** Start RECORDED INFORMATION **
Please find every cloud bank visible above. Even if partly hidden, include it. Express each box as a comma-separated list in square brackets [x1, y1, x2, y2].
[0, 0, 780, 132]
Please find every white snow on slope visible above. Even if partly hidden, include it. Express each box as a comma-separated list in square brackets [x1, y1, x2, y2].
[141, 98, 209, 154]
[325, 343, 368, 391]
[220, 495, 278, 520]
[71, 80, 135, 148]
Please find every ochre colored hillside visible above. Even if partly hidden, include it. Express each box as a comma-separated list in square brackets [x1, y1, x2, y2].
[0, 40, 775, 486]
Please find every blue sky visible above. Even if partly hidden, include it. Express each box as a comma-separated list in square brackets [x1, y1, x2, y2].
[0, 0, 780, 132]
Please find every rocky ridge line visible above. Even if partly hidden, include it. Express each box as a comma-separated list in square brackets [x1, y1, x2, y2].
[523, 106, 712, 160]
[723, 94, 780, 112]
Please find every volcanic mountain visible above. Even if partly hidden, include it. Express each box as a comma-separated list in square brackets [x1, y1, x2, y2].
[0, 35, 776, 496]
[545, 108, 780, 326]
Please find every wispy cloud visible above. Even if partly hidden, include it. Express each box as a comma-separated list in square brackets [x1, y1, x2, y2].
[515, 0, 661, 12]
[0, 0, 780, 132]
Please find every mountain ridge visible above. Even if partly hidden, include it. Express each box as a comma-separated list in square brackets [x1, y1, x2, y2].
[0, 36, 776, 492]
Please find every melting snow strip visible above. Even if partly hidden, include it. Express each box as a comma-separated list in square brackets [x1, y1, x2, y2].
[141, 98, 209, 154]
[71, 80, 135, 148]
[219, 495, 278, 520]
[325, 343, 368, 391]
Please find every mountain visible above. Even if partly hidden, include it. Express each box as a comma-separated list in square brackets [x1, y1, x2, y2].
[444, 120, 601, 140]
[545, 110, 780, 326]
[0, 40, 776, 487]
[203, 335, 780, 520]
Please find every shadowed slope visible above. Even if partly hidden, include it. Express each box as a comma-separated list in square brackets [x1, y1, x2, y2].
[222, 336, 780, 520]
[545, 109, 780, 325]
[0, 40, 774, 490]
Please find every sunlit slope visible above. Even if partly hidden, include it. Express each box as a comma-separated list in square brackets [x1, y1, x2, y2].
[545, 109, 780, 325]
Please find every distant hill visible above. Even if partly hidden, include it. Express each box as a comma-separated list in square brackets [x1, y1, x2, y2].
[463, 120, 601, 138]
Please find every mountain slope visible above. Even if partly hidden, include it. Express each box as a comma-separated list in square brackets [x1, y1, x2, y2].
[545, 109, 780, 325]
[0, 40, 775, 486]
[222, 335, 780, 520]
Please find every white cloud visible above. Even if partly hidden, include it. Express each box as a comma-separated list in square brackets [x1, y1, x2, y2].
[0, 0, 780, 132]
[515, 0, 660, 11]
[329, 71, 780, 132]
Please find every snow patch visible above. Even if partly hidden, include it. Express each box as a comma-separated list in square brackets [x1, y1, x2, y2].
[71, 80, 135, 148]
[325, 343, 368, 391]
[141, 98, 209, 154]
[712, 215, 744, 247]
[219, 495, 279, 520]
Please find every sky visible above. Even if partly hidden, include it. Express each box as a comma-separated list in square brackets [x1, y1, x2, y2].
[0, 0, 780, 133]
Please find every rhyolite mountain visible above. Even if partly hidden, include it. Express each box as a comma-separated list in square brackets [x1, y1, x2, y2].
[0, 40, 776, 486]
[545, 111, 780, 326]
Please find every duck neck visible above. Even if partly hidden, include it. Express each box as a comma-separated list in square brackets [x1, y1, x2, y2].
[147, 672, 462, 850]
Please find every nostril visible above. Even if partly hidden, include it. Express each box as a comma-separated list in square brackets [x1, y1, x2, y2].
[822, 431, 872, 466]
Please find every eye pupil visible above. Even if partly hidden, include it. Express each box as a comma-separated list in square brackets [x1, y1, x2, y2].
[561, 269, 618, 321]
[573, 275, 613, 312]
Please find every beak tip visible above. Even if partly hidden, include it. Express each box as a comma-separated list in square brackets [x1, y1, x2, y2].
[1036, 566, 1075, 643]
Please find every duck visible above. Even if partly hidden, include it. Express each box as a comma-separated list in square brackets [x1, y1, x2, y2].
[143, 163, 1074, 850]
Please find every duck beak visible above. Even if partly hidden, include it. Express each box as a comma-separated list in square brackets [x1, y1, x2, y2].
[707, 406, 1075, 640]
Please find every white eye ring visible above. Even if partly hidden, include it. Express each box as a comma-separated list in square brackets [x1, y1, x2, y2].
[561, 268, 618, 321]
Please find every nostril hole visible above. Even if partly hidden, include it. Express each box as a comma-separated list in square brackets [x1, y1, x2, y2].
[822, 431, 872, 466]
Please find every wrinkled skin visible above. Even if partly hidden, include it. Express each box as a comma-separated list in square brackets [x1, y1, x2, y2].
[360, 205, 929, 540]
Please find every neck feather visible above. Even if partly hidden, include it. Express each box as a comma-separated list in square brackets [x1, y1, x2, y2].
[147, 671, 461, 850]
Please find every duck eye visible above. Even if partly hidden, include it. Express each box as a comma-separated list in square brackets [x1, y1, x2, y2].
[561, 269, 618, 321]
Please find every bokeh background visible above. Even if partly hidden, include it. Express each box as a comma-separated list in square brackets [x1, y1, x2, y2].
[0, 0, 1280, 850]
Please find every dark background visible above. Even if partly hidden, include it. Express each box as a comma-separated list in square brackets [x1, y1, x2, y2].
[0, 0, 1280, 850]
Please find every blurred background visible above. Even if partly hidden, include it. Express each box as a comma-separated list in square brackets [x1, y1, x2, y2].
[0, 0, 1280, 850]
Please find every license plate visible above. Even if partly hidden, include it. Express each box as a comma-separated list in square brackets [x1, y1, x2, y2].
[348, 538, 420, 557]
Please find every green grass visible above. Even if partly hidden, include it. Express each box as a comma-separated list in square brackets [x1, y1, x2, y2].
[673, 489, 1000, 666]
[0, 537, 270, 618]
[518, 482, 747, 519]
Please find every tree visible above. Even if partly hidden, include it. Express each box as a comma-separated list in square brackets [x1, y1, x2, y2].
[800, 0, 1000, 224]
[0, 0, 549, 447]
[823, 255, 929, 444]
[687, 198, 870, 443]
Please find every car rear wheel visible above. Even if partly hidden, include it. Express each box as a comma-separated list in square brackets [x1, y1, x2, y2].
** End RECORDED INFORMATION **
Please update the material above by changing every "partly hidden" to "partially obscured" and leaving everything else as it is.

# EXPECTED ANSWER:
Please find every cloud bank visible above. Even if partially obscured, include it. Express each box as a comma-separated list in square brackets [x1, y1, x2, y2].
[0, 0, 780, 132]
Please find every white snow on slope visible above. Even if partially obscured, include it. Express each box as a comma-separated list in square brackets [x1, y1, x2, y2].
[141, 98, 209, 154]
[325, 343, 368, 391]
[220, 495, 278, 520]
[71, 80, 135, 148]
Please find every ochre colored hillside visible above. Even if partially obscured, include it. Express each box as a comma-separated list in square brackets [x1, y1, x2, y2].
[0, 40, 775, 486]
Please find every blue sky visible above. Even if partially obscured, include it. Express each box as a comma-separated list in square brackets [x1, y1, x2, y2].
[0, 0, 780, 132]
Please find every rocky ridge line visible above. Even if partially obscured, include it. Express each box as a comma-separated list in square brackets [x1, y1, x2, y2].
[523, 106, 712, 160]
[723, 94, 780, 112]
Please find every volcanic mountain visible above. Even if partially obscured, include it. Express each box as a comma-separated list in square brackets [x1, y1, x2, y2].
[0, 35, 776, 496]
[545, 108, 780, 326]
Please find every wispy cloud visible above. Even if partially obscured, include it. Express each box as a comma-separated list in square brackets [x1, y1, x2, y2].
[515, 0, 661, 12]
[0, 0, 780, 132]
Please find every mountain ridge visible above. Even if partially obscured, include it. Express each box as a comma-separated list in square brackets [x1, y1, x2, y2].
[0, 36, 776, 492]
Please find every melting snow strip visible above. Even if partially obscured, include it. Express each box as a comma-separated list in square brackets [x1, y1, x2, y2].
[141, 98, 209, 154]
[71, 80, 135, 148]
[219, 495, 278, 520]
[325, 343, 368, 391]
Please find every mountain visible above. Even if partially obscured, include it. Express each box as a comma-separated list in square brackets [x1, y1, x2, y2].
[444, 120, 601, 140]
[545, 110, 780, 326]
[0, 40, 776, 487]
[203, 335, 780, 520]
Please find every shadowed slope visible above. Even if partially obscured, include it. Express each box as a comma-separated list in square brackets [x1, y1, x2, y2].
[222, 336, 780, 520]
[545, 109, 780, 325]
[0, 40, 774, 490]
Please find every sunlit slope visible above. Even if partially obscured, include it. Express each box as a comma-separated list in square brackets [x1, y1, x2, y2].
[545, 109, 780, 325]
Please find every distant hill visible above. Even if partially obscured, include it. Express each box as a comma-separated list in square brackets [x1, y1, x2, y2].
[463, 120, 601, 138]
Please find every mountain slope visible above. Even if partially obscured, include it. Express each box as a comma-separated list in square brackets [x1, y1, x2, y2].
[545, 109, 780, 325]
[0, 40, 775, 486]
[222, 335, 780, 520]
Please find every white cloud visible above. Even if partially obscured, include it. Express each box as a comma-separated list in square brackets [x1, y1, x2, y2].
[0, 0, 780, 132]
[515, 0, 660, 11]
[329, 71, 780, 132]
Please find every snow patch visible above. Even if partially obscured, include it. Express each box as a comma-separated list in square brackets [x1, y1, x2, y2].
[71, 80, 135, 148]
[325, 343, 368, 391]
[141, 98, 209, 154]
[712, 215, 744, 247]
[219, 495, 279, 520]
Please find every sky visible above. Even if partially obscured, include it. Express each box as a comma-separated list in square brackets [x1, y1, x2, y2].
[0, 0, 780, 133]
Please find every rhyolite mountain visible above. Even if partially obscured, include it. Express each box as a comma-separated list in square brackets [x1, y1, x2, y2].
[0, 40, 776, 486]
[545, 111, 780, 326]
Please find every duck neck visible above. Even if partially obscured, include it. Express each box as a comma-separated list in square brackets [x1, y1, x2, y2].
[147, 672, 462, 850]
Please find every nostril visible above. Even if partially obscured, include it. Express each box as a comma-separated list in square brackets [x1, y1, x2, y2].
[822, 431, 872, 466]
Please find every eye pupil visible above. Even if partially obscured, include it. Express each box as a comma-separated list in square brackets [x1, y1, x2, y2].
[561, 269, 618, 321]
[573, 275, 613, 312]
Please find every beak tip visible above. Even if partially obscured, include it. Express each box as a comma-separated list in square brackets [x1, y1, x2, y2].
[1036, 566, 1075, 643]
Please find every duck visible above. Even if partially obscured, include it. Express each box as a comma-separated list in square brackets [x1, y1, x2, y2].
[143, 163, 1074, 850]
Please find every duck beak visible above. Even if partially obscured, include it. Express each box as a comma-separated list in square brackets [x1, y1, x2, y2].
[707, 406, 1075, 640]
Please find every white eye ring visible above. Even if partially obscured, include it. Express each box as a comma-separated list in square brackets [x1, y1, x2, y2].
[561, 268, 618, 321]
Please find every nostril hole visible above. Even if partially obscured, include it. Express each box as a comma-separated list in square brackets [x1, y1, x2, y2].
[822, 431, 872, 466]
Please find every wrinkled skin visible above. Even if partially obscured, include it. Express each box as a comma-separated list in square brackets [x1, y1, x2, y2].
[360, 205, 929, 540]
Please find every neck feather visible above. Even if partially obscured, include it. Express each box as a comma-separated list in square brackets [x1, y1, x2, y2].
[147, 671, 461, 850]
Please find every duck eye visible above. Even if partially obscured, include it. Express each box as a comma-separated list in square brackets [x1, y1, x2, y2].
[561, 269, 618, 321]
Please find every bokeh background visible above. Even if partially obscured, include it. Express each box as a comma-separated list in square brackets [x1, y1, x2, y2].
[0, 0, 1280, 850]
Please find every dark background visible above. Even if partially obscured, include it. Express each box as a comma-separated list in square brackets [x1, y1, x2, y2].
[0, 0, 1280, 850]
Please find every blurred background visible above. Even if partially obscured, include it. Express each box as a comma-separated list in square brackets [x1, y1, x2, y2].
[0, 0, 1280, 850]
Please find every license plate visible above. Even if partially obscured, include it. Express each box as a comma-separated list in square brackets [x1, y1, x2, y2].
[348, 538, 420, 557]
Please find every green grass visible above. Even if partially obscured, include it. Express each box as a comma-separated list in square brackets [x1, y1, x2, y2].
[673, 489, 1000, 666]
[0, 537, 270, 618]
[518, 482, 747, 519]
Please find every tree visible above. Even if partially obscured, include it. Express each box as a comma-separated list in square brackets [x1, y1, x2, y2].
[800, 0, 1000, 224]
[0, 0, 549, 447]
[823, 255, 929, 444]
[687, 198, 870, 443]
Please find every car rear wheel visible above. Even if partially obscured, include it. Express each box as a comma-separated list in square brackets [x1, y1, x2, y2].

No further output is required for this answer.